Belirtilen hedef A - Kayıtlarda "Check that one keypoint sits on every instance of the light" ifadesini içeren satırdan başlayıp "Check that one keypoint sits on every instance of the magnifying" ifadesini içeren satırda biten bölümün her satırını, iki uç satır da dahil olmak üzere yeniden yazın ve cevaplardaki tüm koordinat değerlerini 61 artırın. Resimleri cevabınıza almayın.

Mirasın Reddi Nedir?
Miras, miras bırakanın vefatıyla mirasçılara derhal ve kanun yoluyla geçer (Türk Medeni Kanunu m.599). Mirasın mirasçılara geçmesi için, mirasçıların irade açıklamasında bulunmalarına gerek yoktur. Miras hukukunda geçerli olan külli halefiyet ilkesi gereği, yasal ve atanmış mirasçılar, miras bırakanın vefatıyla birlikte kendiliğinden mirasçılık sıfatını kazanırlar.
Bu durumda mirasçılar, miras bırakanın borçlarından yalnızca tereke malıyla değil, kendi şahsi mal varlıklarıyla da sorumlu hale gelirler. Miras bırakanın borca batık halde olduğu durumlarda mirasçıların bu söz konusu borçlardan sorumlu olmaması için ”mirasın reddi” durumu vardır. Mirasın reddi hakkı, yasal ve atanmış mirasçılara aittir.
Mirasın reddi, farklı bir deyişle reddi miras, miras bırakanın ölümü üzerine yasal veya atanmış mirasçıların, miras bırakanın her türlü borç ve alacaklarıyla birlikte oluşan mirasın hak ve yükümlülüklerini reddetmesi olarak tanımlanabilir. Mirasın Reddi, Türk Medeni Kanunu m.605-618 maddeleri arasında düzenlenmiştir.
Mirasın Reddi Türleri
Mirasın reddi, iki şekilde gerçekleşebilir:
- Mirasın Gerçek Reddi: Mirasçı, miras bırakanın ölümü üzerine mirası reddettiğini sulh hukuk mahkemesine beyan eder. Bu hakkın kullanılabilmesi için miras bırakının vefatı ve mirasın mirasçılara geçmiş olması gerekmektedir. Bu ret beyanına bir şekil şartı zorunlu kılınmamıştır. Bu beyan, yazılı veya sözlü olarak yapılabilir ve kayıtsız, şartsız olmalıdır(Türk Medeni Kanunu m.609). Mirasın reddi talebinde bulunacak olan mirasçının fiil ehliyetine sahip olması gerekir. Çünkü mahkemeye sunulan ret beyanıyla mirasçının borçlarının sorumluluğundan kurtulan mirasçının aynı zamanda sunduğu ret beyanı sebebiyle mirasçı olma hakkı da ortadan kalkar. Tam ehliyetsizin mahkemeye sunulacak olan ret beyanı yasal temsilci tarafından yapılır. Vesayet altından bulunan kişiler için ise vasinin beyanının yanısıra Sulh veya Asliye Mahkemelerinin izni de gerekir (Türk Medeni Kanunu m.463). Sınırlı ehliyetsizlerin ret beyanını yasal temsilcilerinin onayı ile ya kendisi ya da yasal temsilcisinin bizzat kendisi mahkemeye sunabilir.

Belirtilen hedef B - Mirasın reddi metnine göre şu ifadelerin her birinin doğru olup olmadığını evet ya da hayır ile belirtin ve kararı veren kelimeleri metinden değiştirmeden alıntılayın: (i) Mirasın mirasçılara geçmesi için mirasçıların irade açıklamasında bulunması gerekir. (ii) Mirasın gerçek reddine ilişkin beyan yazılı veya sözlü olarak yapılabilir. (iii) Mirasın reddi hakkı yalnızca yasal mirasçılara aittir.

Gösterilen veriler -
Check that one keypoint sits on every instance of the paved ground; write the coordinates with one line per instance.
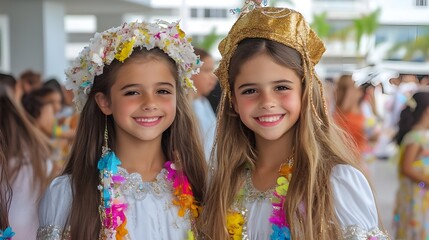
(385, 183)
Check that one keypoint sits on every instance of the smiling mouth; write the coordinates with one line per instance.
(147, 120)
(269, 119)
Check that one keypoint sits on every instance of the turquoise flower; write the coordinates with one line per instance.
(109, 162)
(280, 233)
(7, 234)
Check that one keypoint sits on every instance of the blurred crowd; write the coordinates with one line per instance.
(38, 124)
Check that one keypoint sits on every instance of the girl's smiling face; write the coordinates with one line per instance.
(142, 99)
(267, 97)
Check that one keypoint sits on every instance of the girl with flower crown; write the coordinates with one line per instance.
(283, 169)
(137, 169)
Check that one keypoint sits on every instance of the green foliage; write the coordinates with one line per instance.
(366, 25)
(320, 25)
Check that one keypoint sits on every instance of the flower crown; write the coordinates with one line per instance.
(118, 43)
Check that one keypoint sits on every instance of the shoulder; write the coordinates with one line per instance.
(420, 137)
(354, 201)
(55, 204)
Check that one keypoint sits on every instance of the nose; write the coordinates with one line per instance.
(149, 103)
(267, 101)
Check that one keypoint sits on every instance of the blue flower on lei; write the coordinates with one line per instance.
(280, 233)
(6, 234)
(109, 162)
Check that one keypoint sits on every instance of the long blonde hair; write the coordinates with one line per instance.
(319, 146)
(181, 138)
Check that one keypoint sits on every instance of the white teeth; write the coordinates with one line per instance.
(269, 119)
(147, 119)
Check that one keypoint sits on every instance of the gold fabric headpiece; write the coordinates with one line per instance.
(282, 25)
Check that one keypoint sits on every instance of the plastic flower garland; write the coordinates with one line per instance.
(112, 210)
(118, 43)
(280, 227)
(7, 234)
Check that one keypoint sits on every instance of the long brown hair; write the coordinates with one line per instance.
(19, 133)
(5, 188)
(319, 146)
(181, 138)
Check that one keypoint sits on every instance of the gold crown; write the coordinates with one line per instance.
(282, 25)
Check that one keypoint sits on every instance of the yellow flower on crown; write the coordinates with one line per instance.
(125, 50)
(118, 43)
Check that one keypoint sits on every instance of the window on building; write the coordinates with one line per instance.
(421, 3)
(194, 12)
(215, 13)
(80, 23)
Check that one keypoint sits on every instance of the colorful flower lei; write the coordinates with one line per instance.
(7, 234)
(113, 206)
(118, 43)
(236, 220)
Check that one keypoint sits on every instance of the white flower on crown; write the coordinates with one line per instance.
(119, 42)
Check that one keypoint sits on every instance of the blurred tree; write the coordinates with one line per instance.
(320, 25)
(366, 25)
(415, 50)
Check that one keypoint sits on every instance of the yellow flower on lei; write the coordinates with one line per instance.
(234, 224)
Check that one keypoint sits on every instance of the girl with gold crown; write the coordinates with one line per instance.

--

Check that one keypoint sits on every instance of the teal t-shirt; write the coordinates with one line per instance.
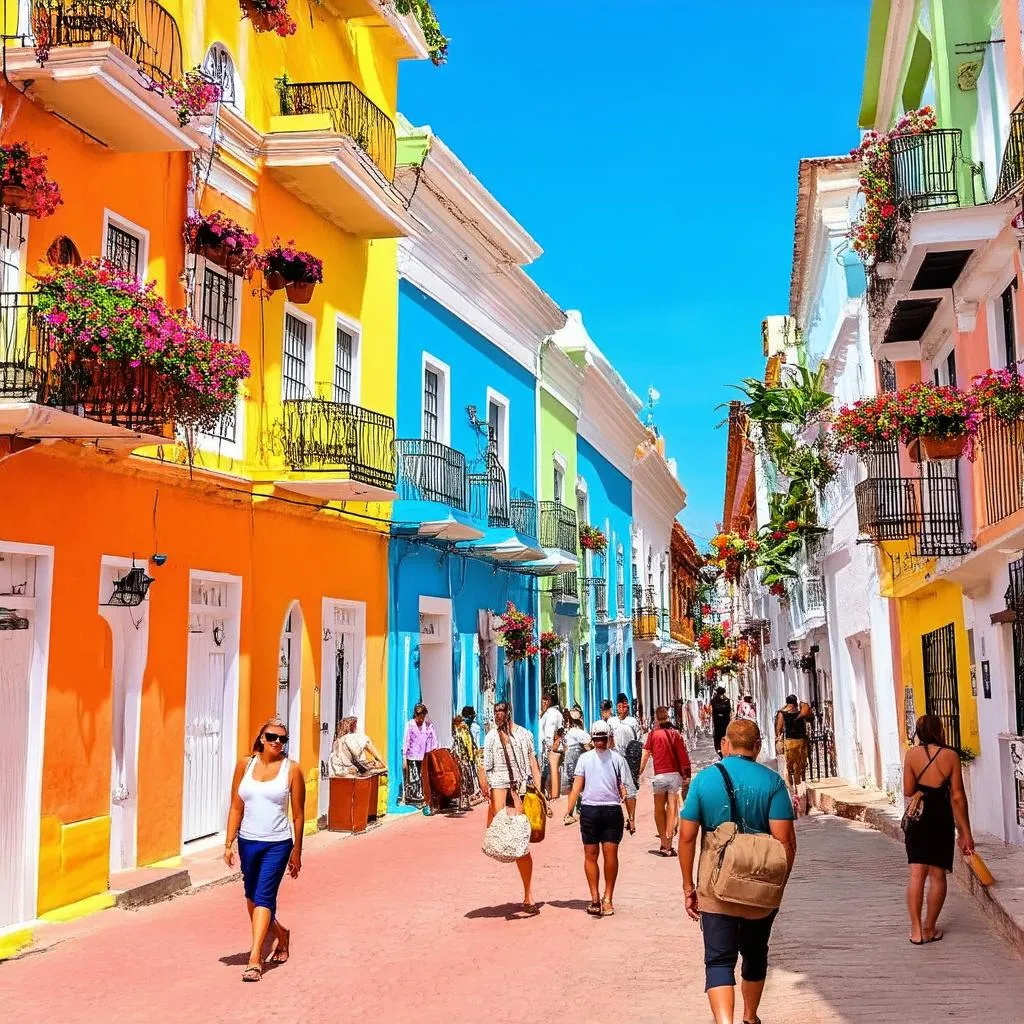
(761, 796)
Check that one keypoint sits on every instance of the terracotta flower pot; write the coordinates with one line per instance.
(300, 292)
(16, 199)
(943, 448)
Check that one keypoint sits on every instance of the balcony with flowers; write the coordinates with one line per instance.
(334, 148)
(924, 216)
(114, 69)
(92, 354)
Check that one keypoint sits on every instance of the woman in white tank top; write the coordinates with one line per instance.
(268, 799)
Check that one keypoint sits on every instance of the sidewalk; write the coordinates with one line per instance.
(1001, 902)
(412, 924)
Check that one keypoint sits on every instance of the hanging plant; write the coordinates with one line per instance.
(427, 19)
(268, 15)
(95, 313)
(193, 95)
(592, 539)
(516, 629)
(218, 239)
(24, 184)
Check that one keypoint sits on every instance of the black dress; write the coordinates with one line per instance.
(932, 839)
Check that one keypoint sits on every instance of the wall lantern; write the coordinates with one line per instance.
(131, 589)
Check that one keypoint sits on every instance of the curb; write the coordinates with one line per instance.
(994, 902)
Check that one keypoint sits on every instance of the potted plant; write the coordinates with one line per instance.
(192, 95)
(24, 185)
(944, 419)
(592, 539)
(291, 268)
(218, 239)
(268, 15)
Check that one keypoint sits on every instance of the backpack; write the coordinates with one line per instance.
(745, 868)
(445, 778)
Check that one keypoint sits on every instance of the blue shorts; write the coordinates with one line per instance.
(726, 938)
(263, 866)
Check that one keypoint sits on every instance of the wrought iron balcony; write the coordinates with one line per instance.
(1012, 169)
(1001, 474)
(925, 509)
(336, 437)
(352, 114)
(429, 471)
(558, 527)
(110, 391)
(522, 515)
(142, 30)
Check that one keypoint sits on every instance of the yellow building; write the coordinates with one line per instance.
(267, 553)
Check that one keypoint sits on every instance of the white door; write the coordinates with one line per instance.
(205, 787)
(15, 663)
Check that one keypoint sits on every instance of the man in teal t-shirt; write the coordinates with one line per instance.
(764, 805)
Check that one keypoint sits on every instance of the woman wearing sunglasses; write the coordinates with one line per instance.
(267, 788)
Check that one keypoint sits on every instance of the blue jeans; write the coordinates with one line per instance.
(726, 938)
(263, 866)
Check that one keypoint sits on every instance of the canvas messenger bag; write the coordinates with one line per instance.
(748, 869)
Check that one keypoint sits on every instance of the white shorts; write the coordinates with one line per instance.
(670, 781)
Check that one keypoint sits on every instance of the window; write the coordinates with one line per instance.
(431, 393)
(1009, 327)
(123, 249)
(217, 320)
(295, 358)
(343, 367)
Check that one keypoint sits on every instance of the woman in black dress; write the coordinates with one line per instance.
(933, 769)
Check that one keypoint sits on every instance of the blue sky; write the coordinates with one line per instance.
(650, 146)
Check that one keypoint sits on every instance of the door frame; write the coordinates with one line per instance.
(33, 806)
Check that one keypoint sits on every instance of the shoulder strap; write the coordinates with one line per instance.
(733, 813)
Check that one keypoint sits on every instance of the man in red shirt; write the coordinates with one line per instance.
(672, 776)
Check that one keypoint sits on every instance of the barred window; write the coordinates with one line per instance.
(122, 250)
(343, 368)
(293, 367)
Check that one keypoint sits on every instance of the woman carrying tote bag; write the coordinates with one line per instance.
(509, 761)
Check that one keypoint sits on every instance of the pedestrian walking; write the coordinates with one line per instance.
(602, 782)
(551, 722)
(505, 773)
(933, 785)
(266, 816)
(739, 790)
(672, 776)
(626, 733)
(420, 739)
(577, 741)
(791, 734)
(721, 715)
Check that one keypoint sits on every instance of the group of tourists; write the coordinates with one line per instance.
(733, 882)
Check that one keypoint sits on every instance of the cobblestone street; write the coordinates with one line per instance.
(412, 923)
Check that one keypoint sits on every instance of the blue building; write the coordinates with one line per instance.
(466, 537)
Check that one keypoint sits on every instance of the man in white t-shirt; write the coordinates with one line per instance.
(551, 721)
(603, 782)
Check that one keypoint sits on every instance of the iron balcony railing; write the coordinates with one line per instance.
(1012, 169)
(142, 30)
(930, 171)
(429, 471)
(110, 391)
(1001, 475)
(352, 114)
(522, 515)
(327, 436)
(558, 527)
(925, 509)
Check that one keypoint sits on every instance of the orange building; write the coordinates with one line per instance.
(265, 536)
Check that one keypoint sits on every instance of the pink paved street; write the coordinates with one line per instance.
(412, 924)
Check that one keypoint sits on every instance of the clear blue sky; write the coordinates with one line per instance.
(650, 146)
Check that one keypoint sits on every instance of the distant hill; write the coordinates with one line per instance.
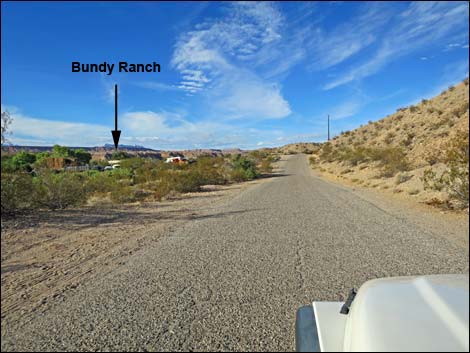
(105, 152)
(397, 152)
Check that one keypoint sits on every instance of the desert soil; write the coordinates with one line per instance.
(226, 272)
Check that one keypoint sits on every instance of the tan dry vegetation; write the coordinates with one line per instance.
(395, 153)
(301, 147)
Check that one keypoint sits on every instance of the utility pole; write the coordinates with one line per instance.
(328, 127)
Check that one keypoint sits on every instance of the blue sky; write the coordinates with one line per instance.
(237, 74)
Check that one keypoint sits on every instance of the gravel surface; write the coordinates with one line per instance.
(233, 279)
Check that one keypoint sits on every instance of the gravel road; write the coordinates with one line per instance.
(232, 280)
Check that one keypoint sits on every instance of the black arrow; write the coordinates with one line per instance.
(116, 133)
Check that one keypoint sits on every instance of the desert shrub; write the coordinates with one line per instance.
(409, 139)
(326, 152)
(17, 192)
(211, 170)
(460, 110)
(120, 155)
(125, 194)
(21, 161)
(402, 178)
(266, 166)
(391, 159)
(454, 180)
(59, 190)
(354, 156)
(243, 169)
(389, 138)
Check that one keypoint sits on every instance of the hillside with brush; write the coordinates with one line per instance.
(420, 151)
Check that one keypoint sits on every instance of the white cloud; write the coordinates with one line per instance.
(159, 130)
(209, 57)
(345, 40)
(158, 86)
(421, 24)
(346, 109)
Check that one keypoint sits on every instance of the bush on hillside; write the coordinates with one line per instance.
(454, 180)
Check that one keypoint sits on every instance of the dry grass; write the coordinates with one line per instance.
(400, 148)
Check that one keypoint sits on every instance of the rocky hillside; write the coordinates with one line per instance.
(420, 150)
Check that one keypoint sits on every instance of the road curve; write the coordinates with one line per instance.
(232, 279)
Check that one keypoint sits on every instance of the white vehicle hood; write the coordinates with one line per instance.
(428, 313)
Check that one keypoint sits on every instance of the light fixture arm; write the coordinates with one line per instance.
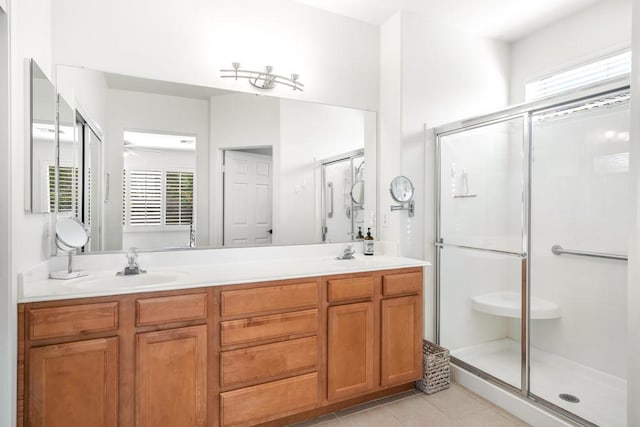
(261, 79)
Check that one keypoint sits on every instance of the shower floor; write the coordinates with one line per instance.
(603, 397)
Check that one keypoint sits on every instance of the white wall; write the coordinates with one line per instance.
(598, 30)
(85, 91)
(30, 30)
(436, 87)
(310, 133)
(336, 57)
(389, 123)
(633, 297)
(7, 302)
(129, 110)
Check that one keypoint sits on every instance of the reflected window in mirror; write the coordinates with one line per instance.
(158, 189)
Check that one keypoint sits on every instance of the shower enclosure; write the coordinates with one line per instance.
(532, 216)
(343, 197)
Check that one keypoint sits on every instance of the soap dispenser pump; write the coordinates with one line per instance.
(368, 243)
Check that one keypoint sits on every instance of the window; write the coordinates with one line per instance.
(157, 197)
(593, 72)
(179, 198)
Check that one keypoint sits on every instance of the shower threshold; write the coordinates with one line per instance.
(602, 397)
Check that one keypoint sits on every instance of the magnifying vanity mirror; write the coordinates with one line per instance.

Doğru cevap A -
Check that one keypoint sits on every instance of the light fixture arm; write the coordinates with one line per instance.
(322, 140)
Check that one keypoint sits on every instance of the shower floor; write the coordinates with one line per instance.
(664, 458)
Check that one keypoint sits on every instance of the white wall; write the coordinates with one line per instance.
(659, 91)
(146, 152)
(91, 91)
(497, 148)
(371, 194)
(397, 118)
(450, 184)
(694, 358)
(68, 363)
(190, 171)
Check that one keypoint sits on every instance of the reflected window in mirror; write the coordinates with one line per instance.
(219, 250)
Check that one keypoint sits on every instance of the shower enclosure; write the coordinates with one line per instance.
(593, 277)
(404, 258)
Check that one keypoint sits on every instance of the soap dispenser pump; write the coordinates with one line per instance.
(429, 304)
Check that one keypoint sits on every instance of the window; write the coordinates with one line per instance.
(218, 258)
(654, 133)
(240, 259)
Check that one keypoint sits on every instance of the shower threshold; write the coordinates with one line per instance.
(663, 458)
Check that one keypoint sits on every instance of the magnifying vanity mirror; write the coordinates with one line per instance.

Doğru cevap B -
(i) Hayır: "Mirasın mirasçılara geçmesi için, mirasçıların irade açıklamasında bulunmalarına gerek yoktur."
(ii) Evet: "Bu beyan, yazılı veya sözlü olarak yapılabilir"
(iii) Hayır: "Mirasın reddi hakkı, yasal ve atanmış mirasçılara aittir."